EXERCISE A. In the Dr.Web MailD text, what maximum thread count (t_max) does the auto value set for the drweb-receiver and drweb-sender modules?
EXERCISE B. Turn the paragraph of the Dr.Web MailD text that begins "When Dr.Web MailD components receive SIGUSR1 signal" into a short bulleted list that keeps its main facts.
EXERCISE C. Write the next paragraph of the Dr.Web MailD text, picking up after its final sentence.
____ STUDY TEXT
Optimizing Operation and System Resources Usage

Thread pool control

As Dr.Web MailD modules use multithread model when receiving, processing or delivering a message, each of the modules create a certain number of processing threads. The more mail traffic is to be processed and the more messages are to be checked (for example, when Drweb plug-in scans a large number of messages in the paranoid mode or a large number of Rules are checked for matching), the more threads each component create. All created threads are organized in pools which behavior is controlled by parameters of the PoolOptions type. These parameters also set a number of threads in each pool (both minimum t_min and maximum t_max values). By default, the auto value is set for all thread pools created by all of the modules.

warning

The auto value specified for a pool, sets the following values for t_min and t_max:

For drweb-receiver and drweb-sender modules: t_min=2, t_max=500;

For other modules (drweb-maild, drweb-milter, drweb-notifier and others): t_min=2, t_max=1000.

Restriction on the thread number set for drweb-receiver not only prevents the module from creating more active threads than specified but also influences the module behaviour during SMTP sessions. If the number of connections from clients exceeds the allowed limit of threads in a pool, the module creates maximum number of threads and all other connections, for which a processing thread cannot be created, are queued. Once an active thread becomes free, it starts processing a queued connection. As processing of connections is asynchronous, the same thread can process several connections simultaneously. Queue length of client connections is always restricted to the maximum allowed number of threads in the drweb-receiver pool. Thus, drweb-receiver can simultaneously handle no more than 2*t_max connections, at that, some of them can be queued. Once the queue is full, drweb-receiver stops receiving new connections and responds to clients with the following error:

Server error: 421 3.8 Too many concurrent SMTP connections; please try again later

On heavy load, some new connections are not discarded, as active threads start processing queued connections as soon as they become free and thus, other new connections can be queued. Nevertheless, it is recommended to increase the maximum limit (t_max) of threads in a pool of drweb-receiver module to avoid failure to process new connections. For other Dr.Web MailD modules, increase in number of threads does not influence module operation.

To control the components (number of active threads in pools and queue length), it is recommended to periodically send a SIGUSR1 signal to all processes of Dr.Web MailD.

warning

Dr.Web Monitor and Dr.Web Agent, which control operation of Dr.Web MailD components, do not process SIGUSR1 signal in the current version. Thus, SIGUSR1 signal, if sent to the components, causes them to terminate their operation!

When Dr.Web MailD components receive SIGUSR1 signal, they reset statistics on thread pools. Statistics can be saved either to separate text files or to the log (on Debug level). Location of files with statistics is controlled by the BaseDir parameter from the [General] section. For details on statistics format, refer to Internal Statistics.

Statistics on thread pools of drweb-sender and drweb-receiver modules is saved to sender_thr.txt and receiver_thr.txt files respectively. Statistics contain data on the current size of the pool, number of active threads and queued connections. It is recommended to increase the maximum allowed number of pools (t_max) when the number of queued connections (pending) is approaching to the number of active threads (active).
________
____ DATA UNDER STUDY
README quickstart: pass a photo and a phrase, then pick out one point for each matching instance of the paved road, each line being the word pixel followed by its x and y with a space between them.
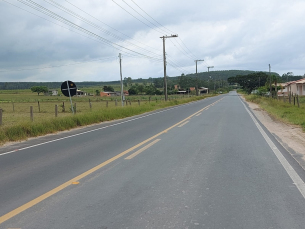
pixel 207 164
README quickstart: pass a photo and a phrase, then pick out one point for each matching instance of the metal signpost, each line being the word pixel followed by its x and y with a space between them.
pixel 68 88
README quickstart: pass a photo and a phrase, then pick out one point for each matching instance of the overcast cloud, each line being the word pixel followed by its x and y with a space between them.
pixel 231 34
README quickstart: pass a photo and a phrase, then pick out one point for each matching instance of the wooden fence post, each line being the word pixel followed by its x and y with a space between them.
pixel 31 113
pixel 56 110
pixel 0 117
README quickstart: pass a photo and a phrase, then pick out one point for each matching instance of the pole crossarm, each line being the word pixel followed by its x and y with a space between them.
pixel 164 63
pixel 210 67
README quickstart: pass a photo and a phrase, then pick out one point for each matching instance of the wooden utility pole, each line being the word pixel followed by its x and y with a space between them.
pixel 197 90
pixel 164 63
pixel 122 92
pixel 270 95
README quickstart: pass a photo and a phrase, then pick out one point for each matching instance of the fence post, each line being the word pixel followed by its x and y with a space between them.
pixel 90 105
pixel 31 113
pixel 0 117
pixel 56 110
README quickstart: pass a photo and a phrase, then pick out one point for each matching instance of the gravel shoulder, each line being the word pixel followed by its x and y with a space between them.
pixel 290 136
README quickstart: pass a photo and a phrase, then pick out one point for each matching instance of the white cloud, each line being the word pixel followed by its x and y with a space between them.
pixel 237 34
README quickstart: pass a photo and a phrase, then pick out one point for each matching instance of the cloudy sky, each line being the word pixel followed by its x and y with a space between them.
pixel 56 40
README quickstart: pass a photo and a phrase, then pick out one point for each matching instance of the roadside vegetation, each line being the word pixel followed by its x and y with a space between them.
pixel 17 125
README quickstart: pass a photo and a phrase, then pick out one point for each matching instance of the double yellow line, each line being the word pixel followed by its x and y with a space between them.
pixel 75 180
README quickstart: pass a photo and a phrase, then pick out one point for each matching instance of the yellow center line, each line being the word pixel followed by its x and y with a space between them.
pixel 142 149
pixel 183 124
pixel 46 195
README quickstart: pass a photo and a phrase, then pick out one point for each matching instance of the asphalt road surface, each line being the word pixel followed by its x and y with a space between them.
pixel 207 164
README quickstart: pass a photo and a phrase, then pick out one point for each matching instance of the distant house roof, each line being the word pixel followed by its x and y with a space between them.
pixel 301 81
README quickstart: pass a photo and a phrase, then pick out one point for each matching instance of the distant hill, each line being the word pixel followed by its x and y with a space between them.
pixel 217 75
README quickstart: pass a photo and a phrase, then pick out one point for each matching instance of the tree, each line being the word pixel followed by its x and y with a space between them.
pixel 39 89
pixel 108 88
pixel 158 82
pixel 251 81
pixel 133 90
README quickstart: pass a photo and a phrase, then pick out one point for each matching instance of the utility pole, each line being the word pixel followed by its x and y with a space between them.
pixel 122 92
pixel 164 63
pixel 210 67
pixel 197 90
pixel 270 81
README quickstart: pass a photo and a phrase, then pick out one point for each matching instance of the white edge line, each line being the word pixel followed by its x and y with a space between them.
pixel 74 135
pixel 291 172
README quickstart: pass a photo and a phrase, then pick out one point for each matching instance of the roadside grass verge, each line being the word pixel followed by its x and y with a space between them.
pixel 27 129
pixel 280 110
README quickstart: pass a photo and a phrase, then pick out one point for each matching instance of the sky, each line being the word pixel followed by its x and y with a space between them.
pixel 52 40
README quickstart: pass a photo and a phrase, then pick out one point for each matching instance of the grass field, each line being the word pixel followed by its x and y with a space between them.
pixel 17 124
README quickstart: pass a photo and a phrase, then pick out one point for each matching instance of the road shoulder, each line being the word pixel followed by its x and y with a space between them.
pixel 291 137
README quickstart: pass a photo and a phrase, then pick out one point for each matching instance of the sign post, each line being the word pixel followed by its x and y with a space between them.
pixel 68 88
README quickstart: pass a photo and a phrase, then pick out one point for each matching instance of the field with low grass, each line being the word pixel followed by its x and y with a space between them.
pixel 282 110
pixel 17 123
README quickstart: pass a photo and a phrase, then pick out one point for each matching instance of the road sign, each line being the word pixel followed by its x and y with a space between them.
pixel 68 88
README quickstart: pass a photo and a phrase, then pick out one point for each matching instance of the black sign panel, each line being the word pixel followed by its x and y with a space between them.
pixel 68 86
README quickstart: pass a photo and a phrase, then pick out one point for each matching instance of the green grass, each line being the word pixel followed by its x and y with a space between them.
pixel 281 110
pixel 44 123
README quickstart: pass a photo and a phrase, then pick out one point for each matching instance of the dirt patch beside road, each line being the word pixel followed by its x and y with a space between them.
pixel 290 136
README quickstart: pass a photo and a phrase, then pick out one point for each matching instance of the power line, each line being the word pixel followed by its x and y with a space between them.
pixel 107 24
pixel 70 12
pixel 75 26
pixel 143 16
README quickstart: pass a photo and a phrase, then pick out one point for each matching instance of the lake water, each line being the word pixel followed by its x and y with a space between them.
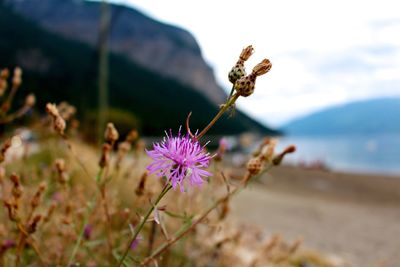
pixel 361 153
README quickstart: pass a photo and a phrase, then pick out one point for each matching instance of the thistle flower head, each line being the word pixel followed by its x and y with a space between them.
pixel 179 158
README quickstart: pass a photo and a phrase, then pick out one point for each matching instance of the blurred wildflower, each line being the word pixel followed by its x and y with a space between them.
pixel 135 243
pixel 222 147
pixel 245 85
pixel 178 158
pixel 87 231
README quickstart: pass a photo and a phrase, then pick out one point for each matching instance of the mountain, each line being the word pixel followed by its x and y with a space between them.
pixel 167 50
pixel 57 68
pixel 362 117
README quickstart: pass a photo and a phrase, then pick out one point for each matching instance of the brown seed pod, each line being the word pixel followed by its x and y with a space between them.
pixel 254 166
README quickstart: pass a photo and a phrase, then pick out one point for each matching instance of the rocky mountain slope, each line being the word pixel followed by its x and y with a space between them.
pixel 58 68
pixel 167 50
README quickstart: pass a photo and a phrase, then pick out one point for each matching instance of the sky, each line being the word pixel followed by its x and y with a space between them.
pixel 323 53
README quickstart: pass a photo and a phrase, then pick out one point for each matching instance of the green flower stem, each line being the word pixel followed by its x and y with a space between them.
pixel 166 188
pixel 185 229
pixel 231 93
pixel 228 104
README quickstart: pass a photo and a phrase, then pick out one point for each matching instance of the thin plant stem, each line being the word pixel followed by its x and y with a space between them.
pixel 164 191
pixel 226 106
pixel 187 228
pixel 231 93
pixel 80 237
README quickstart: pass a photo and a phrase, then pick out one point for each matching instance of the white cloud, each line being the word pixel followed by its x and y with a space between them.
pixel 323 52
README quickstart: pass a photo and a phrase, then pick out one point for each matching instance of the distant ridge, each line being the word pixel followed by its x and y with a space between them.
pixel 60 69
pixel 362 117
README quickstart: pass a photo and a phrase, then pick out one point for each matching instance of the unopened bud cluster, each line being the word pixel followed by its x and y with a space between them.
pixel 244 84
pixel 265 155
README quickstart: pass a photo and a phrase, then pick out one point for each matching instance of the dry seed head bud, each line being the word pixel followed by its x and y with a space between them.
________
ANSWER SECTION A. The auto value sets t_max=500 for drweb-receiver and drweb-sender.

ANSWER SECTION B.
- Receiving a SIGUSR1 signal makes Dr.Web MailD components reset their thread pool statistics.
- Statistics can be saved to separate text files or to the log at Debug level.
- The BaseDir parameter in the [General] section sets where the statistics files are stored.
- The Internal Statistics section describes the statistics format.

ANSWER SECTION C.
warning

Actual number of threads (for example, if counted with ps aHx command) is always greater than the number specified in the pool settings. That is because pool settings define only the number of processing threads, but during operation helper threads are also created.

It is required to increase the maximum limit of threads with caution. Before you change the setting, estimate:

Amount of used memory;

Number of files and sockets to be open (that is, file descriptors);

CPU power.

The greater the t_min value is specified (determines the number of threads in a pool), the more time is required by Dr.Web MailD components to start and establish connections. For example, if Drweb anti-virus plug-in is used, threads from the plug-in thread pool establish connection with Dr.Web Daemon on the plug-in startup; therefore, time period which MailD core needs to start increases. If the minimum number of threads in a component pool is too large, time required to start the component can exceed the StartTimeout parameter value specified in the Dr.Web Monitor settings for the component startup. In this case, Dr.Web Monitor abnormally terminates operation of both the component and the whole Dr.Web MailD software suite on startup.

Similarly, if too large number is specified as t_max value (maximum number of threads in a pool), errors can occur on termination of Dr.Web MailD suite when the period required for its components to shut down exceeds the timeout value. In this case, operation of the suite is terminated abnormally by Dr.Web Monitor.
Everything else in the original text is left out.